**BRIEF**
Please return each record exactly, leaving nothing out.

Referring expression pointing data
◇ ◇ ◇

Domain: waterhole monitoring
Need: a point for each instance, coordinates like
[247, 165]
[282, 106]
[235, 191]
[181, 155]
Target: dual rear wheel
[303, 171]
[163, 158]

◇ ◇ ◇

**SOLUTION BELOW**
Domain: waterhole monitoring
Need: a point for each instance, coordinates like
[247, 165]
[282, 106]
[235, 191]
[181, 155]
Target: dual rear wheel
[303, 171]
[163, 158]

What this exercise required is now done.